What is required:
Rescale the part of the items below that opens with the line containing "Reviewer note: every instance of the white cloud" and runs through the end of the items. Reproduce every line of that part, including the requests, but multiply each coordinate in the answers by 0.3 and round to whole numbers, with halves rounded up.

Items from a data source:

----------

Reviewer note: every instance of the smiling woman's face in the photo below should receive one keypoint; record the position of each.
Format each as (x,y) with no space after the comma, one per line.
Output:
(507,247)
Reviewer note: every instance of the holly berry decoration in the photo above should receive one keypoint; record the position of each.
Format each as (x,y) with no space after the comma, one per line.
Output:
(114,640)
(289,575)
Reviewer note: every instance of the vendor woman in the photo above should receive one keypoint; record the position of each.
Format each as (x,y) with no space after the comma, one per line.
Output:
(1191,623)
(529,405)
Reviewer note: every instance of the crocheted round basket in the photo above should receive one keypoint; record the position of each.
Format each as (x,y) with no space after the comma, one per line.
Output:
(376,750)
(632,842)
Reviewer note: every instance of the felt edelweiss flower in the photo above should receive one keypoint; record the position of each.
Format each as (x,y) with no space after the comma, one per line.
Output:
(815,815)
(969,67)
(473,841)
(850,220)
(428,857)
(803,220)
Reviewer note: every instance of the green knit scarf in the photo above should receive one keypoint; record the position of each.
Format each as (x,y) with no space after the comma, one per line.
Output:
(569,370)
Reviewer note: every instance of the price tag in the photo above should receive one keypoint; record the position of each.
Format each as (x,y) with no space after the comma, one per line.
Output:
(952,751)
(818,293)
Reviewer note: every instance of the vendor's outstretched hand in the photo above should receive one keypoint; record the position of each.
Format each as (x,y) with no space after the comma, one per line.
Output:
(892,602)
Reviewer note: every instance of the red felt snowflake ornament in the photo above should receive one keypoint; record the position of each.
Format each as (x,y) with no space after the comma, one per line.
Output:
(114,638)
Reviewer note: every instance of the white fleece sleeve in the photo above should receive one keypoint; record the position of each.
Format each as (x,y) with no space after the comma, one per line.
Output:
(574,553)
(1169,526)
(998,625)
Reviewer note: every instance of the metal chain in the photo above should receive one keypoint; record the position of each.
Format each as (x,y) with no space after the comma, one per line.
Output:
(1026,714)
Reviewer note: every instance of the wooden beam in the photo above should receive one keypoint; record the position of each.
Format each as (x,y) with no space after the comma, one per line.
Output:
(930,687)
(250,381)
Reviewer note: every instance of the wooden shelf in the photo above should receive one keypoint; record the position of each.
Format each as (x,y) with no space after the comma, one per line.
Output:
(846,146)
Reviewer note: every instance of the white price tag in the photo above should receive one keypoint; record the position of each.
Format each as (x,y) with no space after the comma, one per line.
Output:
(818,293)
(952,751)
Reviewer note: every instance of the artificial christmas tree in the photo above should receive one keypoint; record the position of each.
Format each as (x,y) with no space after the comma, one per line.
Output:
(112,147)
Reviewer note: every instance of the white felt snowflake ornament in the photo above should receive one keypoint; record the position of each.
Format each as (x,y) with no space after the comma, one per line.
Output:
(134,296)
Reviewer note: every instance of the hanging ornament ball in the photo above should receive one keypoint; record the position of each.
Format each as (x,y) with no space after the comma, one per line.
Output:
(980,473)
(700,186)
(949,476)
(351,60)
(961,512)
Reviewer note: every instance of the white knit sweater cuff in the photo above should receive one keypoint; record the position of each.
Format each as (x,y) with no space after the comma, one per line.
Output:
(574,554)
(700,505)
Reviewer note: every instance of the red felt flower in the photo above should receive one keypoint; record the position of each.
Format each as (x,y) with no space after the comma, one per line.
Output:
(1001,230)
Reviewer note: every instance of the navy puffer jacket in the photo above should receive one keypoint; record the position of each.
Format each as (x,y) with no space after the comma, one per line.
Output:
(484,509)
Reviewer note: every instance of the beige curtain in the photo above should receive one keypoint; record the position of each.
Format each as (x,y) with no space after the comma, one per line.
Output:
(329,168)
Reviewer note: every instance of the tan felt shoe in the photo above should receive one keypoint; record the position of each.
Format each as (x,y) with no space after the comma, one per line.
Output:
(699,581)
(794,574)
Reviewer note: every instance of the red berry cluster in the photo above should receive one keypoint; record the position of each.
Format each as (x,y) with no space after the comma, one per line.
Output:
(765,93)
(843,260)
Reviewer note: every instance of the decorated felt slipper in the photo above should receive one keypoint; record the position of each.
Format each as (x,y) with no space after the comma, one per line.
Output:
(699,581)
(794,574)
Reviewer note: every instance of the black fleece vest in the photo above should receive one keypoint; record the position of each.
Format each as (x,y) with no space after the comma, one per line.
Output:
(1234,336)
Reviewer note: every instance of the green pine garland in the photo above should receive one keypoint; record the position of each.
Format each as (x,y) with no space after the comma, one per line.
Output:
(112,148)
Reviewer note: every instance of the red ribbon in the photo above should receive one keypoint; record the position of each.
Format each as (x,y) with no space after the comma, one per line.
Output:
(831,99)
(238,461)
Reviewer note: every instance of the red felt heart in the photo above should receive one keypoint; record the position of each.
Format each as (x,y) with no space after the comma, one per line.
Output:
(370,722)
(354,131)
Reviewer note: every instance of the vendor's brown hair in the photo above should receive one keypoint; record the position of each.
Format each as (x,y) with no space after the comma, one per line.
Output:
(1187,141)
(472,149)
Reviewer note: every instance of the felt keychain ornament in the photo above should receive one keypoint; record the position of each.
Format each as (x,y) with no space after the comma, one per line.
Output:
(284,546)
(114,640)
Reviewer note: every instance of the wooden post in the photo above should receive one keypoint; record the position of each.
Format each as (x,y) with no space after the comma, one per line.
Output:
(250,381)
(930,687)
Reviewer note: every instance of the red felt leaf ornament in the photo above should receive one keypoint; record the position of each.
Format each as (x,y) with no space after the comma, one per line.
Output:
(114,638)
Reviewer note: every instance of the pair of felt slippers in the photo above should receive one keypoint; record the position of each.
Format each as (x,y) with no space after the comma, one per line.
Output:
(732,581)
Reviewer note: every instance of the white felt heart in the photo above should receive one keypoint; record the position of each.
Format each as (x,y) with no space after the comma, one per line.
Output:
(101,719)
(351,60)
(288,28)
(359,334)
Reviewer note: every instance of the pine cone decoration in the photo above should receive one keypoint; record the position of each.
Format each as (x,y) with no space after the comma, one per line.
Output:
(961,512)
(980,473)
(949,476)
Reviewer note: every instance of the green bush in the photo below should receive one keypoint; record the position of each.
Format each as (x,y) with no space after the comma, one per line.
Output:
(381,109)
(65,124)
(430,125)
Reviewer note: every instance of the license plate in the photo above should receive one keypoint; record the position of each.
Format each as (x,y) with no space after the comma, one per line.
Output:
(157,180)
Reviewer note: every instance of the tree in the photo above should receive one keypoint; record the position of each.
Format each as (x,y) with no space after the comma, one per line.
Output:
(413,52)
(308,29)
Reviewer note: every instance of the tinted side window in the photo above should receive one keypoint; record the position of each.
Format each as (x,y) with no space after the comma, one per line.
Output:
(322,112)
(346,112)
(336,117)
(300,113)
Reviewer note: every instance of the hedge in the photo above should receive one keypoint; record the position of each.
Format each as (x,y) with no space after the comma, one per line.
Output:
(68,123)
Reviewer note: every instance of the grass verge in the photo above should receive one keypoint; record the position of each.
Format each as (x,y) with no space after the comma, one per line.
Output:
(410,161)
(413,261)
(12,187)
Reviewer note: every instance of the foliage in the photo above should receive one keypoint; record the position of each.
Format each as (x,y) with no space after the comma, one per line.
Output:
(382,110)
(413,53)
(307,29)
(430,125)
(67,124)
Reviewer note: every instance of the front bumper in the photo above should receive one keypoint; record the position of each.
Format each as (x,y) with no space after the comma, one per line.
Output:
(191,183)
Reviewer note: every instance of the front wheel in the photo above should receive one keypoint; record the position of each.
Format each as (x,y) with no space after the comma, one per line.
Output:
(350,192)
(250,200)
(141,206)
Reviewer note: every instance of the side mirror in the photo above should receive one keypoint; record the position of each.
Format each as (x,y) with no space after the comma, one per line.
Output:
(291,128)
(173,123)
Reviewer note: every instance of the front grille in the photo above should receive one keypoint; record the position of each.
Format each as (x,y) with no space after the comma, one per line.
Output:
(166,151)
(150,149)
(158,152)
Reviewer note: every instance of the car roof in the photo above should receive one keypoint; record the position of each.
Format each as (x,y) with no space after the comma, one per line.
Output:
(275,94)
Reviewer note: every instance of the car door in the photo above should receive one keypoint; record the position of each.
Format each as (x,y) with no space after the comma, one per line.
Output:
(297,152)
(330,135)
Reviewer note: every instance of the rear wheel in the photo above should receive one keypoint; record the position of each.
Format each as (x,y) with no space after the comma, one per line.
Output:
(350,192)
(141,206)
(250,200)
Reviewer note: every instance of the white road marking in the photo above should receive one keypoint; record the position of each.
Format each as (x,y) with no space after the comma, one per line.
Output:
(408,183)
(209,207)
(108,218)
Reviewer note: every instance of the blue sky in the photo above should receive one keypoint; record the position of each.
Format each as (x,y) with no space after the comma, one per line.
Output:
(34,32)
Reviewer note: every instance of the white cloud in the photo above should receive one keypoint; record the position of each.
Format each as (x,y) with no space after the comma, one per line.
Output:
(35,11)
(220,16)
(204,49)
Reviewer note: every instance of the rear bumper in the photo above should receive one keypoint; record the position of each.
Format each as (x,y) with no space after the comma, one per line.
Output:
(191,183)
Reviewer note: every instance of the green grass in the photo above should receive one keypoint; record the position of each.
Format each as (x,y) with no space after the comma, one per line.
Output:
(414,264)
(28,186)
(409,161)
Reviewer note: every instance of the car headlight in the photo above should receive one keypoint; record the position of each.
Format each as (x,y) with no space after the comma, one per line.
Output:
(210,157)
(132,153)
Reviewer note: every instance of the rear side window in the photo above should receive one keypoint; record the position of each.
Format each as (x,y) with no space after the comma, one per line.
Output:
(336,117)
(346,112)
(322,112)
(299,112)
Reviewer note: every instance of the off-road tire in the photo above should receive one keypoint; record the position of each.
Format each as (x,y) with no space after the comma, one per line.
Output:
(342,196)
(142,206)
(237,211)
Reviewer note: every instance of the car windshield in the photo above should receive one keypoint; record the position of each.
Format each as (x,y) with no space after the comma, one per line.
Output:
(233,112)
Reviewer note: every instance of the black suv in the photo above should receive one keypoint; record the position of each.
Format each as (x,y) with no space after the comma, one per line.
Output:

----------

Result:
Reviewer note: every instance of the white cloud in the photo above should receive one keypoint; record the position of each.
Format each as (x,y) with no space after the comma, one per line.
Output:
(11,3)
(66,5)
(61,15)
Reviewer note: every instance of the rear bumper in the photo above should receive one keypoint; record the position of each.
Format each as (x,y) with no space after the comma, one per line.
Output:
(57,55)
Reviewer note: every instance of the green grass in the photo above should receive one keypoint; record the position of each.
Format each as (x,y) with no space after the comma, one per line.
Output:
(124,79)
(8,56)
(123,48)
Reviewer note: every instance of the car headlight in the photo above should receive one keypoint; record the position of each.
Format each as (x,y) with no space after the comma, one per line.
Output:
(63,47)
(40,46)
Reviewer note: every instance of the rear side window in the photo above should receive one keypoint; record the position of each.
Format each as (x,y) with no space after the comma, one per line.
Output:
(101,35)
(104,34)
(97,34)
(90,34)
Reviewer note: every instance of the off-road tire in the photo above should receive one keypoint; record the position of each.
Format each as (x,y) with no space after the comma, one per line.
Output:
(103,59)
(43,62)
(71,63)
Reviewer note: every instance of the car windshield in the photo above should receive one keypoint; record the position of each.
Format each as (x,y) with no space after the comma, one per line.
Output:
(70,34)
Reviewer note: every instance of the black suv in the photo above should receive one keypoint; record the position of each.
Format each as (x,y) with no space after the comma, one per line.
Output:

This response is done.